Required work: Rewrite the lines below, from the line containing "Plain rules. Mark every instance of the seaweed" up to and including the line containing "x=1189 y=85", as a numbered list with any blank lines left out.
## BEGIN Input rows
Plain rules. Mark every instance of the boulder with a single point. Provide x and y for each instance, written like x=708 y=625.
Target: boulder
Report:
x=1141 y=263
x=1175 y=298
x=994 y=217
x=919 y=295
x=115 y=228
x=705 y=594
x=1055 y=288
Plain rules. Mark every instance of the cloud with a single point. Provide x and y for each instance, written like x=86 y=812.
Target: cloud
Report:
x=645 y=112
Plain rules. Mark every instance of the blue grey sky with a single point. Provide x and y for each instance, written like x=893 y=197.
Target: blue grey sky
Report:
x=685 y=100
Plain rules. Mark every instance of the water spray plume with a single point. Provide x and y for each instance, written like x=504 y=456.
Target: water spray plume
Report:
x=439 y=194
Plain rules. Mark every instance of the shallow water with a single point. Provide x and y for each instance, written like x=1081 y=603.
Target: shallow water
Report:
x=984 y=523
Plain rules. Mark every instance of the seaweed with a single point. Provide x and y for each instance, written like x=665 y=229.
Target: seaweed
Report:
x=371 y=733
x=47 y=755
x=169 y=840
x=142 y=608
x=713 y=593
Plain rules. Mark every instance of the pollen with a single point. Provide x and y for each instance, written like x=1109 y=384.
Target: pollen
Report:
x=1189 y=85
## END Input rows
## BEGIN Input rows
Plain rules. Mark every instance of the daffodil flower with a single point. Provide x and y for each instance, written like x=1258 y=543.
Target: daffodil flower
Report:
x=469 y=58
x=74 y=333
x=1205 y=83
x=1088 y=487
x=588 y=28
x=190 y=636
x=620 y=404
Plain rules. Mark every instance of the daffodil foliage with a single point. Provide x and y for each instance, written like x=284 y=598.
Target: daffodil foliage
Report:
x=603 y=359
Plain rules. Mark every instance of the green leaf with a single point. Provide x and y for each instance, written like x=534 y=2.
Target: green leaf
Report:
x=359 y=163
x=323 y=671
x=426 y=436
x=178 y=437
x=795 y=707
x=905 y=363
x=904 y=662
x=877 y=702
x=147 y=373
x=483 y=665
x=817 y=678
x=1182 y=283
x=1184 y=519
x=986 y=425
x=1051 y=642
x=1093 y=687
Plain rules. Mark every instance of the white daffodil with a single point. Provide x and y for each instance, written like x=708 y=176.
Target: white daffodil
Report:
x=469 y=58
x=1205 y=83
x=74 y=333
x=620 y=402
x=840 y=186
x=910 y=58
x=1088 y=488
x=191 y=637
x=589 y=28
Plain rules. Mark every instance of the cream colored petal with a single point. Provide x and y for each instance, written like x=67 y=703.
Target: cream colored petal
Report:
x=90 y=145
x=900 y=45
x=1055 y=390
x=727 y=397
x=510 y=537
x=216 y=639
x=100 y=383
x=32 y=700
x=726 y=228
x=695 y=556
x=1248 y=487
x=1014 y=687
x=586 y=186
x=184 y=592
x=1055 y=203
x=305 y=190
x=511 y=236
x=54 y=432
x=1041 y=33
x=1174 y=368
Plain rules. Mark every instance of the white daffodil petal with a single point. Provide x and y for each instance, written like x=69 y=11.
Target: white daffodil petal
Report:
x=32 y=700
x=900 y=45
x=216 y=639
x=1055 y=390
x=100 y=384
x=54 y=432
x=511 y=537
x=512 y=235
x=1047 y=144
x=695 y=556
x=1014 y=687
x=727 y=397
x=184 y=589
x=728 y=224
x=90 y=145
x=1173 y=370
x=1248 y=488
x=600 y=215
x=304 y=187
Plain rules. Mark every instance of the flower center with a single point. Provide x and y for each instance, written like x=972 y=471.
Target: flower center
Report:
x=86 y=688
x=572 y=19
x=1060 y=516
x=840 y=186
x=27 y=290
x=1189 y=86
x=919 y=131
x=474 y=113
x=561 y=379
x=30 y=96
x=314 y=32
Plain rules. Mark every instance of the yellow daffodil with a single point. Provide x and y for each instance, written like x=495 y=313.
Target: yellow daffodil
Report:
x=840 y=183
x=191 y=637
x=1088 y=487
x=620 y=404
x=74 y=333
## END Input rows
Result below:
1. Plain rules. Mark every instance of the seaweed with a single point. Provide x and y for each instance, written like x=665 y=229.
2. Target: seaweed
3. Report:
4. x=371 y=733
5. x=47 y=755
6. x=169 y=840
7. x=142 y=608
8. x=713 y=593
9. Plain rules. Mark every instance of the pollen with a single point. Provide x and y for each instance, written like x=1109 y=384.
10. Target: pollen
11. Report:
12. x=1189 y=85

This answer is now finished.